**WHAT IS ASKED:**
Copy out, word for word, everything in the Waly-Fay restaurant post from "Just about everything" down to "be quite refreshing.".

** START OF QUOTED PASSAGE **

Thursday, August 25, 2016

Art and Food Pairing™: Dorothy’s Gallery and Waly-Fay – Part 2

Less than a 10-minute walk from the Gérard Bloncourt photography exhibition at Dorothy’s Gallery is the West African restaurant called Waly-Fay.

Waly-Fay façade
© Discover Paris!

This dining establishment has been operating at 6, rue Godefroy-Cavaignac for 19 years. This summer, it is only open in the evenings. You can go there for dinner 7 days a week, from 7 PM to 2 AM.

Just about everything on the menu at Waly-Fay is fait maison (house made). Fatou Sylla, who hails from Saint-Louis, Senegal, is the chef.

We were seated in the extension of the restaurant to the left of the door at Number 6. This section looks like a traditional Paris bistrot. Its windows can be opened to the sidewalk to permit al fresco dining, which we enjoyed that evening.

We forewent alcoholic beverages as before-dinner drinks and opted instead for jus de gingembre (ginger juice) and jus de bissap (hibiscus flower juice). We found both to be quite refreshing.

Jus de gingembre (left) and jus de bissap (right)
© Discover Paris!

** END OF QUOTED PASSAGE **
** START OF RECORDED DATA **

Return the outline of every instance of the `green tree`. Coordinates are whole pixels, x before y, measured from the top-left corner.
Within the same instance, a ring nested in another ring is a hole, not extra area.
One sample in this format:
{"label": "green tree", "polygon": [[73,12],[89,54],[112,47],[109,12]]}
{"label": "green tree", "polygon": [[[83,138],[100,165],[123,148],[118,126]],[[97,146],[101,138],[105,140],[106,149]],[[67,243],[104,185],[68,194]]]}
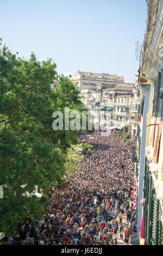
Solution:
{"label": "green tree", "polygon": [[[37,198],[36,186],[46,195],[51,184],[62,182],[67,149],[78,143],[77,131],[54,131],[55,111],[80,102],[79,92],[67,77],[57,76],[51,59],[29,60],[4,46],[0,57],[0,231],[12,236],[18,223],[43,214],[46,197]],[[50,85],[57,79],[59,87]]]}

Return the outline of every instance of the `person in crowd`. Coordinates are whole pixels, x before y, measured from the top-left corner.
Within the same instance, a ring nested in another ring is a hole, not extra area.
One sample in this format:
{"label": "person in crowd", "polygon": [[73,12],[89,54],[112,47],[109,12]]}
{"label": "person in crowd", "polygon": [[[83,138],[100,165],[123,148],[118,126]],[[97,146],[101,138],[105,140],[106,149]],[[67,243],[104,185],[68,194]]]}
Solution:
{"label": "person in crowd", "polygon": [[80,170],[60,186],[51,186],[44,218],[36,220],[36,228],[29,218],[18,225],[12,245],[117,245],[118,217],[123,239],[122,215],[130,221],[132,213],[128,199],[133,196],[133,150],[113,132],[106,137],[96,131],[86,142],[93,149],[77,163]]}

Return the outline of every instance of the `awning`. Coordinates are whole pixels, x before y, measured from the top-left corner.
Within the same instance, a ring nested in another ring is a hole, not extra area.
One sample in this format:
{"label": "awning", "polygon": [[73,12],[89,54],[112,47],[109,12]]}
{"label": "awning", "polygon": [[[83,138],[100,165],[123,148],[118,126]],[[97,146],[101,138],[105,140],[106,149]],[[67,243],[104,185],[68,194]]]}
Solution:
{"label": "awning", "polygon": [[114,129],[115,128],[117,128],[117,126],[112,126],[112,127],[108,127],[108,129],[110,129],[110,130],[112,130],[112,129]]}
{"label": "awning", "polygon": [[95,101],[92,101],[92,103],[95,103],[95,104],[97,104],[97,103],[99,103],[99,101],[98,100],[95,100]]}

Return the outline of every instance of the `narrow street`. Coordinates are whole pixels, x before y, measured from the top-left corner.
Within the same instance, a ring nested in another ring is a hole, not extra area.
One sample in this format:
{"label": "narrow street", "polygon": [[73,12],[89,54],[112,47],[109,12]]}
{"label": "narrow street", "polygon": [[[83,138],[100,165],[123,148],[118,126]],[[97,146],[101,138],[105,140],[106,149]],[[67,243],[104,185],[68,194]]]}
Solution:
{"label": "narrow street", "polygon": [[[80,136],[79,141],[83,142],[84,137]],[[79,163],[80,170],[52,192],[51,209],[45,223],[40,223],[38,232],[53,229],[55,235],[51,243],[58,245],[108,245],[110,231],[112,239],[116,237],[115,228],[117,245],[127,245],[123,241],[128,227],[126,212],[133,214],[129,211],[132,209],[130,197],[134,170],[131,147],[114,132],[106,137],[96,131],[87,135],[85,142],[93,145],[92,151]],[[123,214],[123,240],[120,212]],[[42,235],[43,241],[45,234]]]}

** END OF RECORDED DATA **

**FINISHED EXERCISE:**
Just about everything on the menu at Waly-Fay is fait maison (house made). Fatou Sylla, who hails from Saint-Louis, Senegal, is the chef.

We were seated in the extension of the restaurant to the left of the door at Number 6. This section looks like a traditional Paris bistrot. Its windows can be opened to the sidewalk to permit al fresco dining, which we enjoyed that evening.

We forewent alcoholic beverages as before-dinner drinks and opted instead for jus de gingembre (ginger juice) and jus de bissap (hibiscus flower juice). We found both to be quite refreshing.